_Task data_

□ □ □ □ □

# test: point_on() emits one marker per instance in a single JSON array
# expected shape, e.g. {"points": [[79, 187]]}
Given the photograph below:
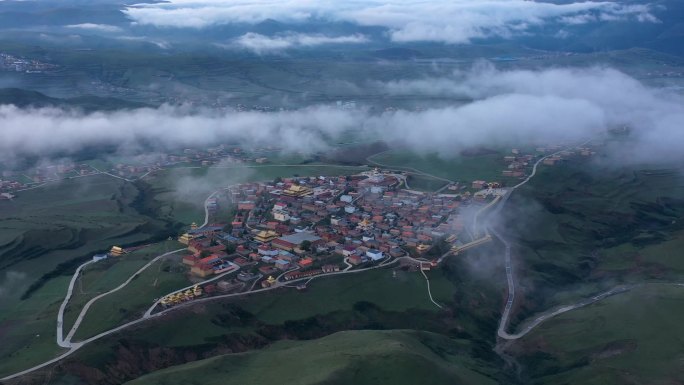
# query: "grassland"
{"points": [[352, 357], [44, 234], [108, 274], [406, 291], [462, 168], [181, 191], [634, 338]]}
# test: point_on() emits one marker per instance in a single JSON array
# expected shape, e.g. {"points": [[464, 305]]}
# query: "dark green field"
{"points": [[580, 229], [634, 338], [353, 357], [461, 168], [109, 274]]}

□ □ □ □ □

_What you need to do_
In the copy, no pictures are to appear; write out exactly the lines from the one containing "Given the photograph" through the end of the listing above and no further lines.

_Exercise result_
Given the photograph below:
# query: "grassland"
{"points": [[352, 357], [44, 234], [108, 274], [406, 291], [462, 168], [181, 191], [634, 338]]}
# test: point_on() emits one marker per instance in a single JSON array
# expected shape, e.g. {"points": [[464, 305]]}
# query: "dark green field"
{"points": [[580, 229], [634, 338], [353, 357], [461, 168], [109, 274]]}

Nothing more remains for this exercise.